- TESTO SCELTO
Il ritorno di R. F. Kuang

Sarà per questo che Kuang, dopo il successo di Babel, ha deciso di cambiare campo da gioco, anzi campionato o persino sport. Almeno in apparenza. Con il nuovo romanzo Yellowface (Oscar Mondadori) eccola finalmente approdata agli scaffali della narrativa generale, da qualche parte tra Chimamanda Ngozi Adichie e Sally Rooney.

Addio alle ambientazioni fantasy: questa volta siamo nell’America di oggi e le protagoniste sono delle giovani scrittrici. Una è Athena Liu – brillante autrice sino-americana, alter ego di Kuang – e muore alla prima riga del romanzo. Il resto del libro è una guerra sulla sua eredità, tra contratti di pubblicazione milionari, sensitivity reader, shitstorm e cancellazioni. Attraverso lo sguardo di una narratrice viscida e assai poco attendibile di nome (d’arte) Juniper Song, Yellowface descrive gli effetti stranianti del successo letterario, con la sua coda d’ipocrisie e d'invidie, poi l'inevitabile caduta.

Il fatto che Yellowface sia l'ennesima satira del mondo editoriale e dei social media potrebbe lecitamente raffreddare la curiosità. Se non fosse che Kuang descrive quel mondo per dire qualcosa di più profondo sul rapporto tra cultura dominante e culture dominate. L'editoria e i social sono parte di un più ampio meccanismo che estrae valore dalla diversità, creando riserve, appioppando etichette e falsificando ogni esperienza. Le isterie woke sono l'altro lato della medaglia dell’imperialismo culturale, nel mezzo di una guerra di tutti contro tutti per il riconoscimento.

Kuang ha scritto il grande romanzo dell’appropriazione culturale, ovvero quel che fanno i progressisti occidentali quando, con il pretesto di dar voce alle minoranze e l'intenzione di trarne una rendita economica o reputazionale, alterano o falsificano quella voce, ne limano le asperità, fondamentalmente annientano l'altro. Tutto si appiattisce sulla sola dimensione dell’identico e così senza nemmeno accorgercene ci troviamo sullo scaffale della filosofia, tra Heidegger e Marcuse.

- OBIETTIVO 1
Cambia "campo da gioco" in "terreno di gioco" nel brano su Kuang e riscrivi il passo da "Sarà per questo" a "e Sally Rooney.".
- OBIETTIVO 2
Prosegui il brano su Kuang con qualche frase che venga dopo l'ultima.
L'elenco qui sotto non serve.

- DATI RACCOLTI
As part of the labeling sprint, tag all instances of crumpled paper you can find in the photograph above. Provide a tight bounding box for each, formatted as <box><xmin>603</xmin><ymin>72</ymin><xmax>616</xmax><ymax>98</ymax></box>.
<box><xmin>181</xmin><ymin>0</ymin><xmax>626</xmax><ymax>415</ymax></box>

- RISPOSTA 1
Sarà per questo che Kuang, dopo il successo di Babel, ha deciso di cambiare terreno di gioco, anzi campionato o persino sport. Almeno in apparenza. Con il nuovo romanzo Yellowface (Oscar Mondadori) eccola finalmente approdata agli scaffali della narrativa generale, da qualche parte tra Chimamanda Ngozi Adichie e Sally Rooney.

- RISPOSTA 2
Da Babel a Yellowface

Secondo Stephen King, Yellowface è anche un giallo; il che è ironico per un libro che, fin dal titolo, allude al colore che un tempo veniva convenzionalmente attribuito alla pelle degli asiatici. Questa ironia la può cogliere solo il lettore italiano, perché in inglese “giallo” si dice “crime”. In effetti ogni lingua ha i suoi doppi sensi intraducibili: Kuang lo aveva spiegato bene in Babel, che racconta la rivolta di una casta di traduttori al servizio dell'impero. In questa fantasiosa rilettura dell’Ottocento inglese, al protagonista Robin Swift basta incidere sull'argento una coppia di equivalenze (proprio come “crime” e “giallo”) per fare una magia che sarà tanto più potente quanto i significati divergono.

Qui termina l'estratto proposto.